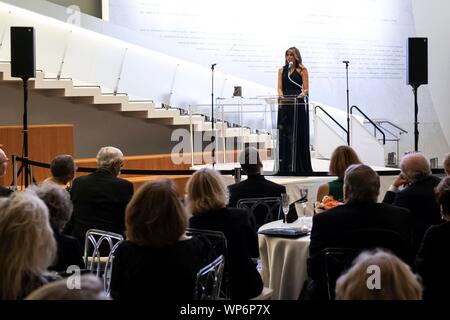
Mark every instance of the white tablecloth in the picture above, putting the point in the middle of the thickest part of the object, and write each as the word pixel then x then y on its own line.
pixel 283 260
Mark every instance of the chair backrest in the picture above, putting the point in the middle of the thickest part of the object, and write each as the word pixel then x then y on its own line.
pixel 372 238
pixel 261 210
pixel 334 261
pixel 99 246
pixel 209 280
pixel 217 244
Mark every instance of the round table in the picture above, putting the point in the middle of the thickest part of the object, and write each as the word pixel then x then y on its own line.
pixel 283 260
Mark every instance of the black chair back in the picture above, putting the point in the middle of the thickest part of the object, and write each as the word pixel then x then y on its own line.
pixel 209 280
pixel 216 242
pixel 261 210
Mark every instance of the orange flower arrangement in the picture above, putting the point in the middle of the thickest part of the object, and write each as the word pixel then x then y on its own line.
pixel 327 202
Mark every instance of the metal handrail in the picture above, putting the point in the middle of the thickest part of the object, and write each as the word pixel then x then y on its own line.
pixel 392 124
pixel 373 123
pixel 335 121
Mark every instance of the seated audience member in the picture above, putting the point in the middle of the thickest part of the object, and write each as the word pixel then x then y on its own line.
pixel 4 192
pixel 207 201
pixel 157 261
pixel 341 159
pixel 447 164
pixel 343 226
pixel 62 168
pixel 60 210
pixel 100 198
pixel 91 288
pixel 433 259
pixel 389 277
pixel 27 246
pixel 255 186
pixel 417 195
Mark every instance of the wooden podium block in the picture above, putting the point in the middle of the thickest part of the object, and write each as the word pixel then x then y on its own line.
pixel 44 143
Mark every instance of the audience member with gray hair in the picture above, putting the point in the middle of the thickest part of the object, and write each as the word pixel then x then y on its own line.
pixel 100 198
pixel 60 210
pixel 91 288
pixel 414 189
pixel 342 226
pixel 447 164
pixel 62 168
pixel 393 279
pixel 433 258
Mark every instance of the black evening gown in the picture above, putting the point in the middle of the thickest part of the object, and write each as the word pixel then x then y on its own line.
§ §
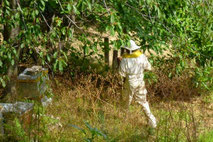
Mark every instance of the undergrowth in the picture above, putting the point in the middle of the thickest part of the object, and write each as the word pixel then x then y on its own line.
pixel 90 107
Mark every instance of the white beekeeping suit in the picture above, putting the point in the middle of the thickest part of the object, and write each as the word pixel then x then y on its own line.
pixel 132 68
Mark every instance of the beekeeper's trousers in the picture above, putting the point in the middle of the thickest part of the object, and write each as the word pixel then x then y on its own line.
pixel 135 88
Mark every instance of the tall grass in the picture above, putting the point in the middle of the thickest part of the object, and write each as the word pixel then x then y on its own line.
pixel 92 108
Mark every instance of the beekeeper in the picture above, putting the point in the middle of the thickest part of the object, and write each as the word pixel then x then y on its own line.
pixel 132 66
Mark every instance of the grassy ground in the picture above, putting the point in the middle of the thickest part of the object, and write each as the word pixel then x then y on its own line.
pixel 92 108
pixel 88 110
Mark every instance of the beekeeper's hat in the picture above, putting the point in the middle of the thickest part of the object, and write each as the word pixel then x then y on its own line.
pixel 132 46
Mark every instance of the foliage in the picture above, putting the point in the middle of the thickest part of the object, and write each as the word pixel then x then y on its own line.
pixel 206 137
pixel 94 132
§ §
**WHAT YOU ARE ASKED TO DO**. In the material above, find the line containing "Mark every instance of the round" and the line containing "Mark every instance of the black evening", then write out exactly those two lines and every line between them, and nothing more.

**EXPECTED OUTPUT**.
Mark every instance of the round table in the picture above, putting the point in the middle of the thickest part of the object, and write each as the word pixel then x then y on its own line.
pixel 283 260
Mark every instance of the black chair back in the picture above, putting the point in the middle of the thickest part of the object, and write each as the word pixel then x then y on its own line.
pixel 209 280
pixel 216 242
pixel 261 210
Mark every instance of the orange flower arrangement in the picture above, putting the point in the middle of the thickest part of the object, and write each as the word pixel then x then y on its own line.
pixel 327 202
Mark every instance of the metal handrail in the picture above, putting the point in the middle of the thickest part of the object, and write each as the word pixel then x then y on its own line.
pixel 392 124
pixel 373 123
pixel 335 121
Mark every instance of the seated audience member in the picture above, putting the point in the middle of the thickest part of the object, and write each as the word pixel then x then y on its own line.
pixel 4 192
pixel 207 201
pixel 157 261
pixel 341 159
pixel 447 164
pixel 343 226
pixel 62 168
pixel 60 210
pixel 100 198
pixel 91 288
pixel 433 259
pixel 389 277
pixel 27 246
pixel 255 186
pixel 417 195
Mark every instance of the wooden podium block in the picture above, putting the point in the middle of the thickest part of the object, and write each as the word pixel then x then y on its own line.
pixel 44 143
Mark every instance of the audience member with gray hair in the picture above, putting the point in the middle of the thickest part of the object, and write each as the word pixel then x then y on its own line.
pixel 100 198
pixel 60 210
pixel 91 288
pixel 414 189
pixel 342 226
pixel 447 164
pixel 62 168
pixel 393 279
pixel 433 258
Mark every instance of the black evening gown in the picture above, putting the point in the middle of the thickest part of the object, and write each as the word pixel then x then y on its own line.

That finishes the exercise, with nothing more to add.